(TEXT BLOCK)

Socrates: Our next task must be to make marriage as sacred as possible. And the sacred marriages will be those that are most beneficial.
Glaucon: Absolutely.
Socrates: How, then, will they be most beneficial? Tell me this, Glaucon: I see that you have hunting dogs and quite a flock of noble fighting birds at home. Have you noticed anything about their mating and breeding?
Glaucon: Like what?
Socrates: In the first place, although they’re all noble, aren’t there some that are the best and prove themselves to be so?
Glaucon: There are.
Socrates: Do you breed them all alike, or do you try to breed from the best as much as possible?
Glaucon: I try to breed from the best.
Socrates: And do you breed from the youngest or the oldest or from those in their prime?
Glaucon: From those in their prime.
Socrates: And do you think that if they weren’t bred in this way, your stock of birds and dogs would get much worse?
Glaucon: I do.
Socrates: What about the horses and other animals? Are things any different with them?
Glaucon: It would be strange if they were.
Socrates: Dear me! If this also holds true of human beings, our need for excellent rulers is indeed extreme.
Glaucon: It does hold of them. But what of it?
Socrates: Because our rulers will then have to use a lot of drugs. And while an inferior doctor is adequate for people who are willing to follow a regimen and don’t need drugs when drugs are needed, we know that a bolder doctor is required.
Glaucon: That’s true. But what exactly do you have in mind?
Socrates: I mean that it looks as though our rulers will have to make considerable use of falsehood and deception for the benefit of those they rule. And we said that all such falsehoods are useful as a form of drug?

(End TEXT BLOCK)
(INFORMATION GIVEN)

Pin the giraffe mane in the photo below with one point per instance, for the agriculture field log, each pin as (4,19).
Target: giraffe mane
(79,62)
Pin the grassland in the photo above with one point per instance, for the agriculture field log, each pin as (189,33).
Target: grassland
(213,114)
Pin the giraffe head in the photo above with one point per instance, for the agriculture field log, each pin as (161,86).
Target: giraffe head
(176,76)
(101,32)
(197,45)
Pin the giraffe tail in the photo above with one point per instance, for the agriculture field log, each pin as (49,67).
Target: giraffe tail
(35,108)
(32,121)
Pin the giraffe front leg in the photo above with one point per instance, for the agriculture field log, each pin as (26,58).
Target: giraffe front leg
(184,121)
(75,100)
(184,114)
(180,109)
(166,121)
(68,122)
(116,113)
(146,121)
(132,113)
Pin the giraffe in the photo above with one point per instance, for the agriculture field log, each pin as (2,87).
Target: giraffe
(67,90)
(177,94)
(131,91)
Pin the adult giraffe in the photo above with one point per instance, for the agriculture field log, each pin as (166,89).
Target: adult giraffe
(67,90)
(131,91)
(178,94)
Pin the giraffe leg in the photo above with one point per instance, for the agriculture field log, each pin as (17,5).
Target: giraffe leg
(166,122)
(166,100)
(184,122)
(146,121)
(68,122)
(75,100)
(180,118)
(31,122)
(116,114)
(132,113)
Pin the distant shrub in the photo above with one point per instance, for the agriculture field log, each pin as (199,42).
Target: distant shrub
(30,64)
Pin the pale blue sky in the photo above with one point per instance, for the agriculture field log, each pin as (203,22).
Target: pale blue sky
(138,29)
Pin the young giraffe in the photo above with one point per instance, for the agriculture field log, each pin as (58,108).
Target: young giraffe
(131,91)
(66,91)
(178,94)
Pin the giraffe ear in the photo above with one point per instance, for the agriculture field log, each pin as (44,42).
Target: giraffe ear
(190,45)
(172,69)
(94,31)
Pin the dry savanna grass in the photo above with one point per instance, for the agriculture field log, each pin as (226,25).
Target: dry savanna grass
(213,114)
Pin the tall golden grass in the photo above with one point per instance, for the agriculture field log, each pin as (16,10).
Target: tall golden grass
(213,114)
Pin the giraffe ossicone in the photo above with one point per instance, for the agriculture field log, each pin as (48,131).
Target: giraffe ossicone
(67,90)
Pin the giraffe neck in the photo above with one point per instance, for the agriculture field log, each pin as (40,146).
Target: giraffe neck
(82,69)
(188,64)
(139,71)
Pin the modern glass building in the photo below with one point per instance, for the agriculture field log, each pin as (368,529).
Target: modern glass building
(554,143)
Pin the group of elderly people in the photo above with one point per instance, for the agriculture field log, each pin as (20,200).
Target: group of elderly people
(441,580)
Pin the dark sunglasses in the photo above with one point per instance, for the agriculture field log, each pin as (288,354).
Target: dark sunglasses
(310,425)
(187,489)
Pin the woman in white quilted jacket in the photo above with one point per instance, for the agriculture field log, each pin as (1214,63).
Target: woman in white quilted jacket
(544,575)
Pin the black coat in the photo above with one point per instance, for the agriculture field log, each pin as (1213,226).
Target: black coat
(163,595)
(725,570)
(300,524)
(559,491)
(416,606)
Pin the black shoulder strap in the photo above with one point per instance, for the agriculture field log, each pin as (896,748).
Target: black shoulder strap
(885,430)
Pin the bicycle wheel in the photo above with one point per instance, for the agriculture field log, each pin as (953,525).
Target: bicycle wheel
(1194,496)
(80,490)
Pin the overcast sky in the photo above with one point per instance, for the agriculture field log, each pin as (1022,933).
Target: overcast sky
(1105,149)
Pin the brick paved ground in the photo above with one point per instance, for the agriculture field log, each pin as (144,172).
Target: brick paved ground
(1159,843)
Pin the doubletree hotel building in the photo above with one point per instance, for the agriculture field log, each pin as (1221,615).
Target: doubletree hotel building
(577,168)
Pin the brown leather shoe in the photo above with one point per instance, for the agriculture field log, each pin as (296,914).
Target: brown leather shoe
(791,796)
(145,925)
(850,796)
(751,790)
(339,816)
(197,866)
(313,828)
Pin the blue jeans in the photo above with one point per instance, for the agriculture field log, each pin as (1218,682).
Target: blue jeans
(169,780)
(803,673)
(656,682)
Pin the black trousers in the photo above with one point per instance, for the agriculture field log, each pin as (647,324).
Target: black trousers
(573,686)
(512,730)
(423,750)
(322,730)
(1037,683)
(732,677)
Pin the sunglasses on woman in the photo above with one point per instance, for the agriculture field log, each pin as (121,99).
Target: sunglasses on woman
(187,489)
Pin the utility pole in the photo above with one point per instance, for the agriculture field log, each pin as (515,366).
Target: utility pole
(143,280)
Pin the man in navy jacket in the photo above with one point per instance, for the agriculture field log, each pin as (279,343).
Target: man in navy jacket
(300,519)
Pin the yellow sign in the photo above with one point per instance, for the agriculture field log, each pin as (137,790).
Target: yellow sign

(End INFORMATION GIVEN)

▶ WHAT YOU HAVE TO DO: Reproduce the dialogue on marriage, beginning at the words "Glaucon: Like what?" and stopping after "from the best.", swapping every "breed" for "raise".

▶ ANSWER SPACE:
Glaucon: Like what?
Socrates: In the first place, although they’re all noble, aren’t there some that are the best and prove themselves to be so?
Glaucon: There are.
Socrates: Do you raise them all alike, or do you try to raise from the best as much as possible?
Glaucon: I try to raise from the best.